◆ Task brief: Without pictures, output exactly the lines running from the line containing "of the rough" to the end of the listing below.

[BEGIN Records supplied]

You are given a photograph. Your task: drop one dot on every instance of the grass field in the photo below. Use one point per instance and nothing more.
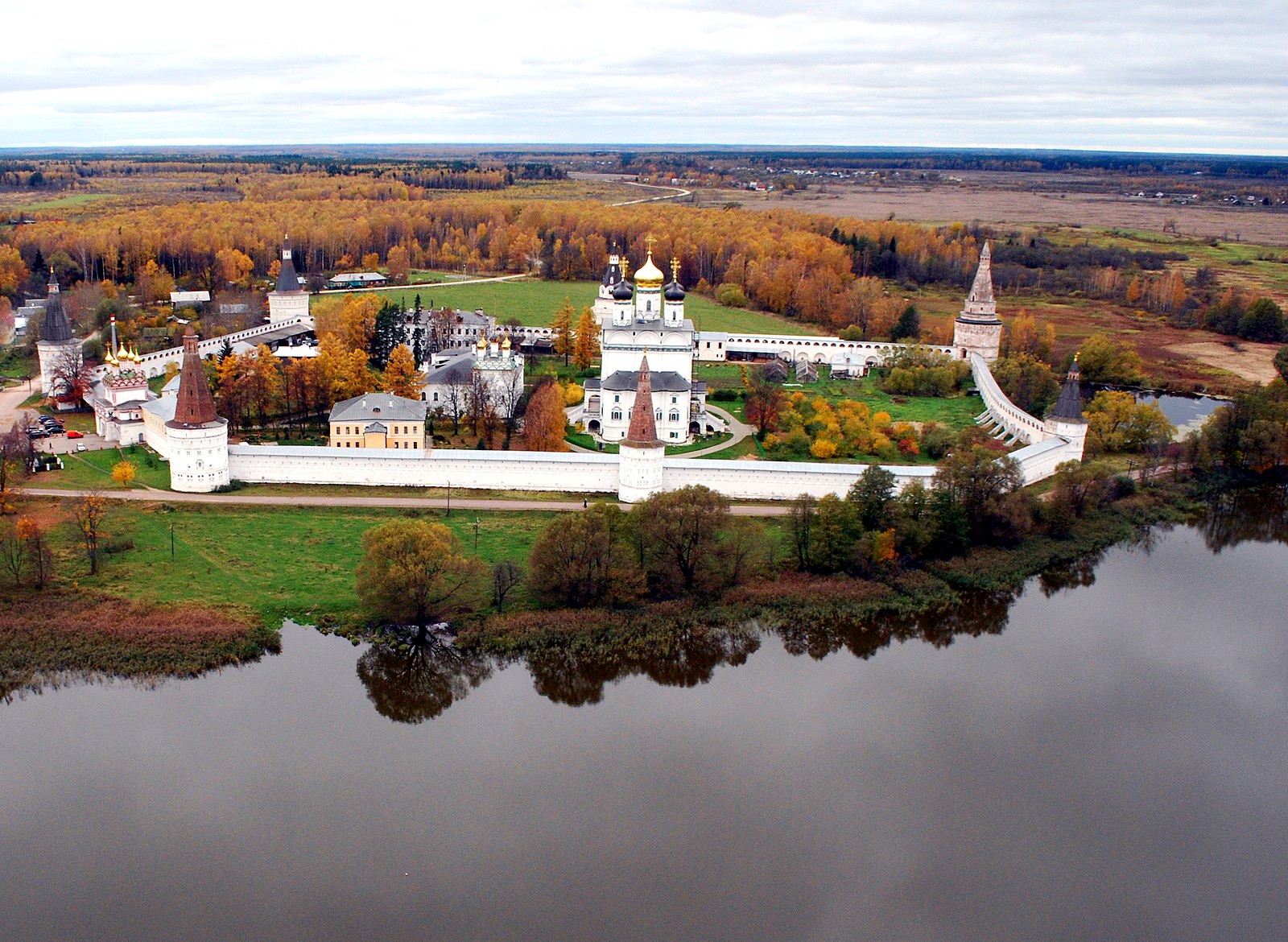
(534, 303)
(281, 561)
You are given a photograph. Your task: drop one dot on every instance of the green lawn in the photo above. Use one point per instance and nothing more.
(281, 561)
(93, 469)
(534, 302)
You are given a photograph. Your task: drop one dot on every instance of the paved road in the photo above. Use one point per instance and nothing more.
(423, 285)
(336, 500)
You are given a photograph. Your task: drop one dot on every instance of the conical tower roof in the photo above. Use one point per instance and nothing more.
(195, 406)
(643, 431)
(287, 280)
(57, 328)
(1068, 407)
(980, 304)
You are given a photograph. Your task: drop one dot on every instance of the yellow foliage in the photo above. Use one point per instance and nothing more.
(824, 448)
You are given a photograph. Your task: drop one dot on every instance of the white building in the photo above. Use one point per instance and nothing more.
(646, 321)
(450, 382)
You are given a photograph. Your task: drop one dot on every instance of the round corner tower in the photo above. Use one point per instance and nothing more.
(199, 437)
(57, 345)
(287, 300)
(976, 328)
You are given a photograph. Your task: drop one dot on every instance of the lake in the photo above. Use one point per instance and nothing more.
(1103, 757)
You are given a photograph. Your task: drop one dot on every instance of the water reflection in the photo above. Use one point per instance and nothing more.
(414, 677)
(1234, 517)
(688, 658)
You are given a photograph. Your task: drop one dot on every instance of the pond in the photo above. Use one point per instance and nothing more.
(1100, 757)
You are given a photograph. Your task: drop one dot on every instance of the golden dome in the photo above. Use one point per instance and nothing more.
(650, 275)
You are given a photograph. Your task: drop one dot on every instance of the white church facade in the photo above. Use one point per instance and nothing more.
(637, 322)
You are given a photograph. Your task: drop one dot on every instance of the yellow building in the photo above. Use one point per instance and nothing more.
(378, 420)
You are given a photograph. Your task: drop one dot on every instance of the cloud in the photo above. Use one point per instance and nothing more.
(1099, 74)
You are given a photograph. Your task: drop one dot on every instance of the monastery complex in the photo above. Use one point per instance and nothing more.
(648, 349)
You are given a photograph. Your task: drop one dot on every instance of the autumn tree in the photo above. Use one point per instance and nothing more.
(679, 532)
(415, 572)
(398, 263)
(586, 345)
(1117, 422)
(1103, 360)
(233, 266)
(586, 558)
(545, 422)
(562, 330)
(401, 377)
(89, 513)
(506, 574)
(763, 403)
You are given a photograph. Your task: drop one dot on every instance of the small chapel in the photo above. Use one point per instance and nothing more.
(646, 324)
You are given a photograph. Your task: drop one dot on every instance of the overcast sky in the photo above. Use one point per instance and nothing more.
(1081, 74)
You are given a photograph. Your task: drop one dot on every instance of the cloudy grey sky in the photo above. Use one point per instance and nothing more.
(1082, 74)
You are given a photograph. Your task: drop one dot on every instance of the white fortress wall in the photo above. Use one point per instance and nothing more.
(1018, 423)
(502, 471)
(778, 480)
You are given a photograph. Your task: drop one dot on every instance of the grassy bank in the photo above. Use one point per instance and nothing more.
(62, 634)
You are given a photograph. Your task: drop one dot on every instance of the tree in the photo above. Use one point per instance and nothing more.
(89, 513)
(803, 512)
(978, 481)
(679, 536)
(873, 495)
(414, 572)
(764, 401)
(1116, 422)
(71, 375)
(506, 574)
(1264, 320)
(584, 558)
(545, 422)
(398, 264)
(586, 345)
(908, 325)
(124, 473)
(1103, 360)
(562, 328)
(401, 377)
(233, 266)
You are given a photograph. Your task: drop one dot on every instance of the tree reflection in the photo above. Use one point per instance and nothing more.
(1233, 517)
(577, 676)
(416, 676)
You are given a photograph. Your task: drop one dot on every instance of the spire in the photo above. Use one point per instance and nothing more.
(57, 328)
(643, 431)
(195, 406)
(287, 277)
(1068, 407)
(980, 304)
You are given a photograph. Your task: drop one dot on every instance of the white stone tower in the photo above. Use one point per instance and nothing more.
(199, 438)
(1066, 416)
(287, 300)
(57, 348)
(639, 476)
(976, 328)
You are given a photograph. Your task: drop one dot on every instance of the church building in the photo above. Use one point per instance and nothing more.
(646, 324)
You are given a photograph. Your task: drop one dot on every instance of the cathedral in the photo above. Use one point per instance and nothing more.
(644, 324)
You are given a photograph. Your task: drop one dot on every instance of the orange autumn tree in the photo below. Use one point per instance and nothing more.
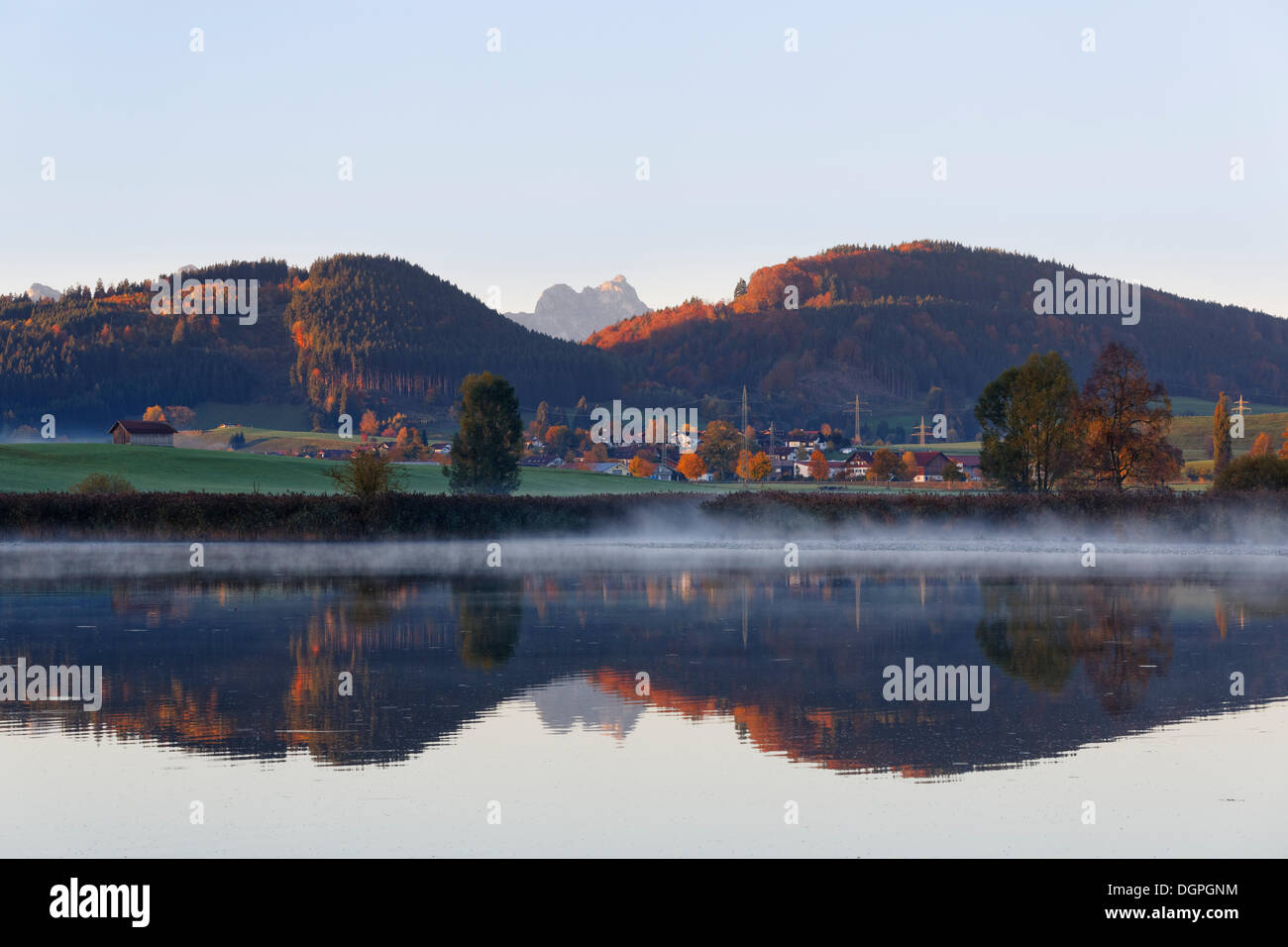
(692, 467)
(754, 468)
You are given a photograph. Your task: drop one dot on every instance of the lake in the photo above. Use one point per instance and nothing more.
(649, 698)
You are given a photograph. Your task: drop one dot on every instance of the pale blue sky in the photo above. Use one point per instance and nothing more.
(516, 169)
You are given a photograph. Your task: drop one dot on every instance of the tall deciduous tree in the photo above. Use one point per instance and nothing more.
(1125, 420)
(1222, 446)
(885, 466)
(720, 447)
(692, 467)
(818, 467)
(1026, 424)
(485, 450)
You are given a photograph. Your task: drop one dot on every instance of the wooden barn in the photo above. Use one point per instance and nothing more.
(150, 433)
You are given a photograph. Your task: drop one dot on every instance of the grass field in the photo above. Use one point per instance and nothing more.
(29, 468)
(1192, 434)
(1183, 405)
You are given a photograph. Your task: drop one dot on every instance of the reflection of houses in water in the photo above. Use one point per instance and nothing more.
(253, 669)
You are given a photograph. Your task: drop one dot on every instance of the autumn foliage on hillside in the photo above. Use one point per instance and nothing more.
(898, 322)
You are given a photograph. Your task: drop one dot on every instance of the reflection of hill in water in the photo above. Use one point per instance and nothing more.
(566, 703)
(795, 663)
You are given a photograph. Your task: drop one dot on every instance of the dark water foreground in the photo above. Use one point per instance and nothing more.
(670, 701)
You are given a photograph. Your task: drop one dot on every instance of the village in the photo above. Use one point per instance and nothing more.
(754, 455)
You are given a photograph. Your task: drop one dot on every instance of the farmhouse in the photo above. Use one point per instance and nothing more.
(969, 464)
(151, 433)
(857, 466)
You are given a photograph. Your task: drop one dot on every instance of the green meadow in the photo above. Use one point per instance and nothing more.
(35, 467)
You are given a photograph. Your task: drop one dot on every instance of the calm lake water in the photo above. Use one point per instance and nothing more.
(503, 711)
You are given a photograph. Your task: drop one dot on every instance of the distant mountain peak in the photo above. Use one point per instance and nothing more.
(567, 313)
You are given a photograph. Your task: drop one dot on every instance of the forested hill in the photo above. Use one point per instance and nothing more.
(349, 331)
(366, 325)
(897, 324)
(101, 354)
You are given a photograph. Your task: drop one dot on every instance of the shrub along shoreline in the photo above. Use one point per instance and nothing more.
(156, 515)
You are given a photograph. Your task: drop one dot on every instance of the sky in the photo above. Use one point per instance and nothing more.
(520, 167)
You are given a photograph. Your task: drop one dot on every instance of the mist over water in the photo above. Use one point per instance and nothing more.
(522, 684)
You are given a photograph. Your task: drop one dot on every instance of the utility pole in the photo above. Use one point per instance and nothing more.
(919, 431)
(857, 408)
(745, 449)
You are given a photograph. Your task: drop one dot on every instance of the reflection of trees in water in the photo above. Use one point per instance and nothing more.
(1039, 630)
(489, 615)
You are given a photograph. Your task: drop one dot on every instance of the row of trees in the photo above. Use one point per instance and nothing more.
(1039, 431)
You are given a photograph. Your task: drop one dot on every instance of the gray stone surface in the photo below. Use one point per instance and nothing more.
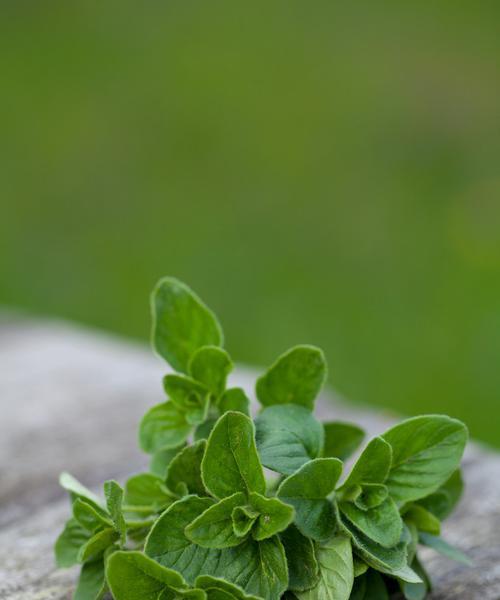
(72, 399)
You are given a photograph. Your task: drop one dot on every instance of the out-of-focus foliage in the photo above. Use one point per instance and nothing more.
(339, 162)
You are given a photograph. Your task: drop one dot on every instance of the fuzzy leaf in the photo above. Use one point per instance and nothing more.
(182, 323)
(214, 527)
(303, 570)
(341, 439)
(336, 574)
(184, 471)
(295, 378)
(426, 451)
(163, 426)
(133, 576)
(211, 365)
(287, 437)
(235, 399)
(231, 463)
(307, 490)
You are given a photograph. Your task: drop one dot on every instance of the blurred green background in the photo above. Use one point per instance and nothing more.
(322, 173)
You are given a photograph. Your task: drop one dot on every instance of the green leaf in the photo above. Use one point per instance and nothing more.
(442, 502)
(258, 567)
(182, 323)
(422, 519)
(303, 570)
(287, 437)
(91, 584)
(307, 490)
(295, 378)
(89, 517)
(211, 365)
(426, 451)
(231, 463)
(381, 524)
(69, 542)
(184, 471)
(214, 527)
(97, 544)
(235, 399)
(189, 396)
(274, 516)
(114, 501)
(372, 466)
(439, 545)
(161, 459)
(147, 490)
(134, 576)
(336, 574)
(163, 426)
(341, 439)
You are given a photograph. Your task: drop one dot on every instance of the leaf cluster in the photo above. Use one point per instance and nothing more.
(235, 508)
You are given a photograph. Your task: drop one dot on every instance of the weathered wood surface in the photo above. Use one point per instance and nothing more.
(71, 399)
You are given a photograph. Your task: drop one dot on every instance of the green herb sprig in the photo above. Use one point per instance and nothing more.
(208, 523)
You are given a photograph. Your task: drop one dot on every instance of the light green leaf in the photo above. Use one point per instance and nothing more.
(258, 567)
(161, 459)
(211, 365)
(235, 399)
(69, 542)
(231, 463)
(295, 378)
(336, 574)
(341, 439)
(422, 519)
(91, 584)
(287, 437)
(381, 524)
(89, 517)
(97, 544)
(303, 570)
(189, 396)
(372, 466)
(133, 576)
(146, 490)
(307, 490)
(163, 426)
(214, 527)
(439, 545)
(182, 323)
(274, 516)
(426, 451)
(184, 471)
(114, 501)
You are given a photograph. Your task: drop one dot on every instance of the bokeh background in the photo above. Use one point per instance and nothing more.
(325, 173)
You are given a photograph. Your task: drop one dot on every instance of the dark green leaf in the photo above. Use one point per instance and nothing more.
(214, 527)
(426, 451)
(235, 399)
(303, 570)
(211, 365)
(336, 574)
(163, 426)
(134, 576)
(287, 437)
(182, 323)
(307, 490)
(184, 471)
(274, 516)
(341, 439)
(295, 378)
(231, 463)
(68, 544)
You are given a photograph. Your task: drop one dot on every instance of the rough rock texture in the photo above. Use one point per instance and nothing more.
(71, 399)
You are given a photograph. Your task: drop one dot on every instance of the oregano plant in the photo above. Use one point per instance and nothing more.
(240, 508)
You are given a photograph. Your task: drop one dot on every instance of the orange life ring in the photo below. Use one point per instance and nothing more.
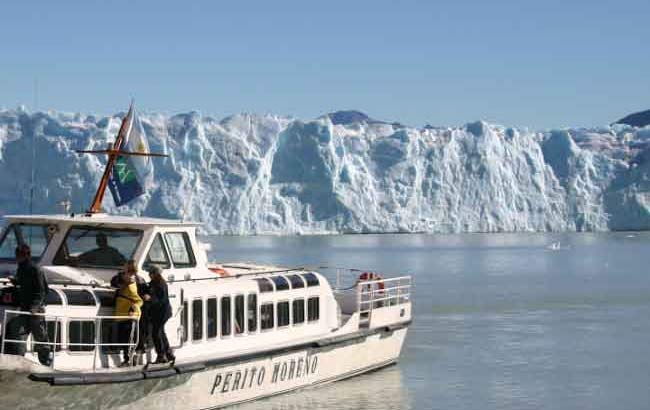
(368, 276)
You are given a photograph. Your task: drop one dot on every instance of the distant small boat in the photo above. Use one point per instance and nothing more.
(555, 246)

[END Records supplied]

◆ Response to the task:
You are given a photograph. Your task: drop one dot on every instance of the rough rock texture in the photo above. Use one point per instance and nothing more.
(71, 399)
You are given a photograph. Your task: drop one dot on every instance of the oregano plant in the photo above. Use one point per instance and nothing more.
(240, 508)
You are given a photograph. Your task: drop one dot on every instance of the orange life ring in the photo below. Use one point per instance and nothing more.
(368, 276)
You are given a photograph. Your task: drop one dot on every instance of the distant small boat in the photo above. Use one point per instance and nothing more.
(555, 246)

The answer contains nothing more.